-- Provided text follows --
Article from today's Telegraph

As far as I am concerned, treatments for breast cancer however mild stink. The best treatment is surgery. I didn’t want to have part of my breast cut off. I still think I look mutilated and my operation was partial mastectomy in Dec 2003.

I also absolutely loathe hospitals which are now dirty and run as far as I can tell entirely for the benefit of their staff at least if you are of working age and want to continue working. They don’t hold appointments on time, out of normal working hours or at weekends. Unless of course you stump up for private medicine or live in a nice posh area, preferably outside London.

They’d have to do a lot better than they do now for me to be happy about having my particular chronic disease. Also you have to give false optimism all the time.

One book I read said you don’t have to worry about cancer now because about half of people who get it survive it for more than five years. How fantastic. Whilst that was talking about all cancers and breast cancer takes longer to run its course than most, I don’t think that’s particularly reassuring. I wrote to the publishers of this particular book but got no reply. It’s called Cancer at your fingertips I believe. I’d rather not have it at my fingertips, in fact I’d rather not touch it with a barge pole.

Mole

Just to let you know the telegraph article is three pages long and you can read the lot if you go to

telegraph.co.uk/health/main.jhtml?xml=/health/2007/07/23/hbreast123.xml&page=1

I do find it very patronising. I was treated at Barts and they have the idea that they can help you pick up the threads of your life. Personally i couldn’t discharge myself fast enough given the length of time hanging round waiting way past my appointment time.

I’d also like to ask Chan why they take off the breasts of women with cancers that are completely inert and won’t ever kill them. Could it be that they need to get their act together in research terms to stop the unnecessary surgery, or would it put surgeons and doctors and nurses out of work?

I’m sure they’d find other bits to operate on as they do in the United States.

Mole

Unfortunately, despite Belinda’s instructions, I couldn’t find on this website, the statistic that 50% of breast cancer patients eventually dying of their disease. Perhaps the moderator can give us a hyperlink? While I know the statistic is correct (because it was quoted by NICE a few years ago) I can’t be sure of accurately phrasing it.

I think it should also be added to to the Statistics and Facts section, because there is little point in giving out incomplete information.

So, if 50% eventually die from breast cancer, how can an oncologist (see an earlier post) say that the majority survive? Unless we are back to 5 year survival statistics again of course (but so many health professionals fail to finish their sentence with saying it is a 5 year statistic. Neither do they mention you only have to be alive to count, rather than alive and well. I’m yet another who contributed to the improving 5 year statistic but isn’t well (at Stage 4).

There are too many half truths given out in order to keep patients “uplifted” and “positive”. However, many need to make important decisions and arrangements post diagnosis and being kept ignorant is not helpful. Breast cancer is increasingly hitting women with young children (a mixture of it affecting more young women and also women delaying having children) who need to know the bald facts so they can make arrangements for their children.
-- Provided text concluded --
-- Data section follows --
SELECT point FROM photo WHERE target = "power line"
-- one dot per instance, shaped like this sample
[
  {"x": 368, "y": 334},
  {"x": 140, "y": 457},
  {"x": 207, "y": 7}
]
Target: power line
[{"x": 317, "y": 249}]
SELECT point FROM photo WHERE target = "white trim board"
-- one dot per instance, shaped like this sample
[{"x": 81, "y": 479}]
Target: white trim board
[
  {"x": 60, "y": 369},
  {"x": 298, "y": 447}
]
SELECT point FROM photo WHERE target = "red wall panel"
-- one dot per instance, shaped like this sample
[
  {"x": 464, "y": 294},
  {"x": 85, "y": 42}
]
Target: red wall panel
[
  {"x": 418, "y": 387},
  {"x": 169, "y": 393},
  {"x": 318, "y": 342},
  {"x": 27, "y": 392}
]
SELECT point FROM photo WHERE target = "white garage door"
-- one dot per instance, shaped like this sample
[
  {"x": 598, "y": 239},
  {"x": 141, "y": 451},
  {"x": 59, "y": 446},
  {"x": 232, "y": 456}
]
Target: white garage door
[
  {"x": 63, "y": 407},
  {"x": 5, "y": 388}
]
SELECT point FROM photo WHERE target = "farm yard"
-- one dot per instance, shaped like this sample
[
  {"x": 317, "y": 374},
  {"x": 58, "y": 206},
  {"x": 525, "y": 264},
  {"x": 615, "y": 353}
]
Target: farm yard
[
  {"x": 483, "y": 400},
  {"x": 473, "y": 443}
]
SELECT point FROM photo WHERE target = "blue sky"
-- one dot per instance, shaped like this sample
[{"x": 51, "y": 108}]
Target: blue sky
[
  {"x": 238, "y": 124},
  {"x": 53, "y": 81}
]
-- Data section concluded --
Task requirements:
Answer these questions from the breast cancer text:
1. When did the writer of the opening post have a partial mastectomy?
2. Which hospital is named as the place where a writer was treated?
3. Which body is said to have quoted the 50% statistic a few years ago?
The records are separate material and have no connection to the breast cancer text.

Solved problem:
1. December 2003
2. Barts
3. NICE